Texte fourni:
PS-Medef : un fauteuil pour deux !

mis en ligne le 2 octobre 2014
Qui se souvient de cette manifestation des intermittents du spectacle qui méritait pourtant de marquer les esprits ? Une poignée d’entre eux fait irruption dans le bureau de Pierre Gattaz, à son usine Radiall, à Aubervilliers, et ils commencent à remplir les cartons pour les déménageurs. Le lieu de livraison ? Matignon, le bureau de Valls ! « Si monsieur Gattaz est le maître, si monsieur Gattaz décide à la place de Matignon, on va l’aider à déménager. » Faire bureau commun sera tout profit pour les deux parties et l’économie de la République !
Cette provocation, hautement symbolique, prend une dimension réaliste quand le Premier ministre, au lendemain d’un grand remue-ménage à Matignon, vient faire acte d’allégeance et déclarer sa flamme à l’entreprise, avec offre de services et programme concernant les mesures annoncées, afin que les patrons puissent pleinement apprécier les changements. On aura entendu le tollé soulevé par cette réception chez une fraction de l’élite « socialiste », comme si nul ne s’attendait à une pareille attitude de soumission. Mais qui s’est souvenu, ou a voulu le faire, que le prédécesseur de Valls à Matignon, Jean-Marc Ayrault, avait fait la même démarche alors que son gouvernement était censé rompre avec un passé encore tout récent ?
C’est que, en réalité, ce qui est présenté comme en solution de continuité entre deux moments d’une politique n’a rien d’une rupture. Les deux tentatives s’inscrivent en parfaite concordance, comme deux moments dans une même ligne, qui n’a qu’une seule direction : rétablir le taux de profit et relancer l’investissement en faisant payer toujours aux mêmes le prix de cette politique. Les modèles ne manquent pas dans ce domaine ! Ce que cela signifie sur le plan social a trop souvent été décrit et analysé pour qu’il soit besoin de faire un dessin, non plus que le moindre commentaire. De même, la crise du capitalisme a trouvé assez d’économistes capables d’en analyser les mécanismes et de proposer de nouveaux « modèles » – Blair ou Schröder au choix ! – pour qu’il reste encore dans ce domaine beaucoup à apprendre sur qui doit régler la facture pour relancer ce que l’on appelle la croissance. Encore convient-il, pour mener à bien l’entreprise, que la référence au mot capital comme à celui de classe disparaisse des registres. L’opération relève alors du bien commun et non plus de la manipulation comptable telle que Rousseau en définit la nature dans Discours sur l’économie politique qui date de 1760 : « Je permettrai que vous ayez l’honneur de me servir, à condition que vous me donniez le peu qui vous reste pour la peine que je prends de vous commander. »

Objectif fixé 1: Recopiez le passage de l'article sur le PS et le Medef qui s'ouvre sur les mots « Cette provocation, hautement » et se clôt sur « encore tout récent ? », en remplaçant « Premier ministre » par « chef du gouvernement ».
Objectif fixé 2: D'après l'article sur le PS et le Medef, où se trouve le bureau de Pierre Gattaz dans lequel des intermittents du spectacle ont fait irruption ?
Les enregistrements proviennent d'une autre source que l'article.

Annotations des contours d'objets
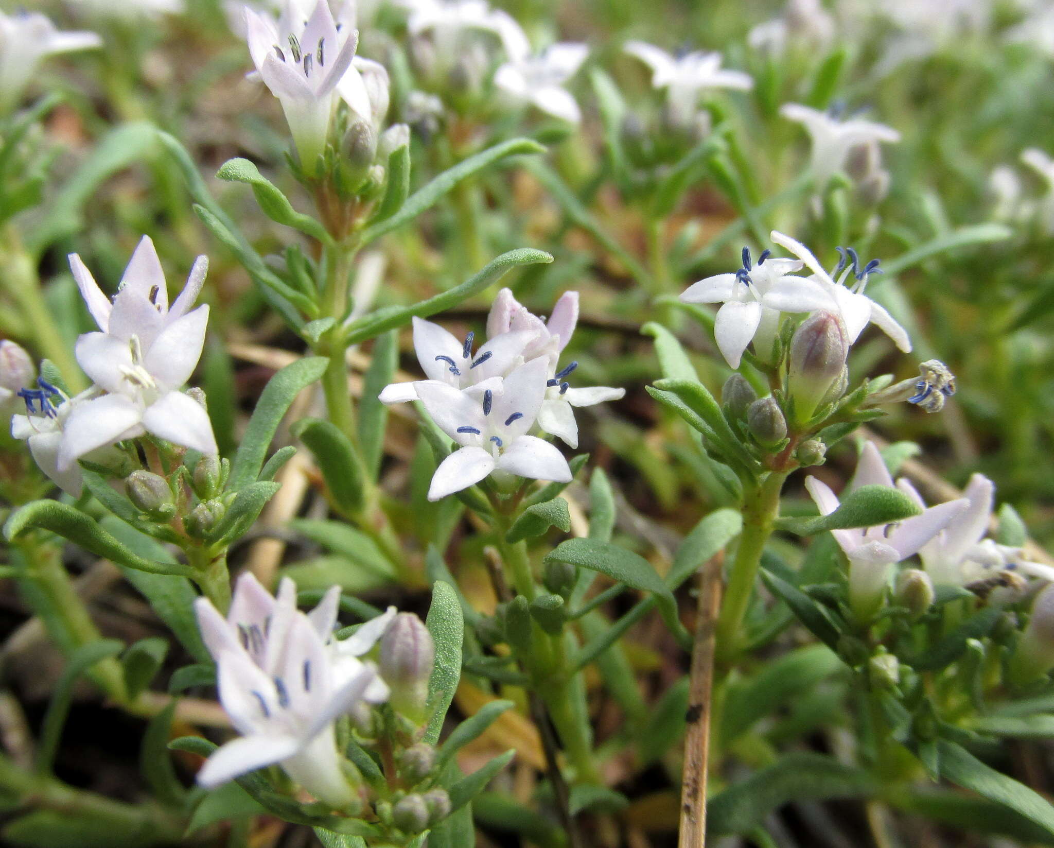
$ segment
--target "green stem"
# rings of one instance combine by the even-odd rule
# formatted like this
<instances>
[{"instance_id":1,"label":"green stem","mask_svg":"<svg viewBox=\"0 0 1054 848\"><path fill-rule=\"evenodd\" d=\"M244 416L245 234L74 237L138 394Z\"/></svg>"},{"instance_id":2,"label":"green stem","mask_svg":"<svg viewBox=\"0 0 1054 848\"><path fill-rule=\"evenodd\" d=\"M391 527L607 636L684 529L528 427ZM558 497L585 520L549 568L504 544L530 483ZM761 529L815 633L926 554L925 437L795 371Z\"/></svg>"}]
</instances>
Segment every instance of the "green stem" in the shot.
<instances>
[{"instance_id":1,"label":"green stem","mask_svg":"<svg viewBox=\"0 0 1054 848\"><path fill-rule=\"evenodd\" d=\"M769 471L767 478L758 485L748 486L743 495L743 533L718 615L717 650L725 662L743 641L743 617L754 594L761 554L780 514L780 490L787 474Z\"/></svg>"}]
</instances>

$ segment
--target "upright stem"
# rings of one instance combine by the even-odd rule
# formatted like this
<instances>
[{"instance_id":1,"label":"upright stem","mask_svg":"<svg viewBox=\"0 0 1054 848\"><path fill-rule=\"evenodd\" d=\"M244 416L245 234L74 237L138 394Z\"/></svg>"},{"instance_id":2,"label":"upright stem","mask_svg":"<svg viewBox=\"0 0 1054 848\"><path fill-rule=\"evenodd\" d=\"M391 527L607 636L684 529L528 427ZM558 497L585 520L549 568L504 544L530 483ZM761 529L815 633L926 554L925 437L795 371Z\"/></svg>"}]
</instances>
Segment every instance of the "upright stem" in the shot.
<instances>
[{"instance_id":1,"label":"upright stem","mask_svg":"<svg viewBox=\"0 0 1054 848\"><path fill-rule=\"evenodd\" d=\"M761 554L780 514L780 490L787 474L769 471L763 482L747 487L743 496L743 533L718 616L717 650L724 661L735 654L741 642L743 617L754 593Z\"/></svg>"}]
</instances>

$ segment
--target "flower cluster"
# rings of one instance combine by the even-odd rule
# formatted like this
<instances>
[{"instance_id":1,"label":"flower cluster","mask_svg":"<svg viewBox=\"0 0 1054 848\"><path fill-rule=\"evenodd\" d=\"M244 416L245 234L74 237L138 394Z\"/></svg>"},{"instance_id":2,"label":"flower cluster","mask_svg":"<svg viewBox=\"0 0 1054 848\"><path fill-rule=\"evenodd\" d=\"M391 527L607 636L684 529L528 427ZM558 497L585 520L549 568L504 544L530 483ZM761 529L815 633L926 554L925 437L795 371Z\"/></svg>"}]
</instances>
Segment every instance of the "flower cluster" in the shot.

Réponse complète 1:
Cette provocation, hautement symbolique, prend une dimension réaliste quand le chef du gouvernement, au lendemain d’un grand remue-ménage à Matignon, vient faire acte d’allégeance et déclarer sa flamme à l’entreprise, avec offre de services et programme concernant les mesures annoncées, afin que les patrons puissent pleinement apprécier les changements. On aura entendu le tollé soulevé par cette réception chez une fraction de l’élite « socialiste », comme si nul ne s’attendait à une pareille attitude de soumission. Mais qui s’est souvenu, ou a voulu le faire, que le prédécesseur de Valls à Matignon, Jean-Marc Ayrault, avait fait la même démarche alors que son gouvernement était censé rompre avec un passé encore tout récent ?

Réponse complète 2: Il se trouve dans son usine Radiall, à Aubervilliers.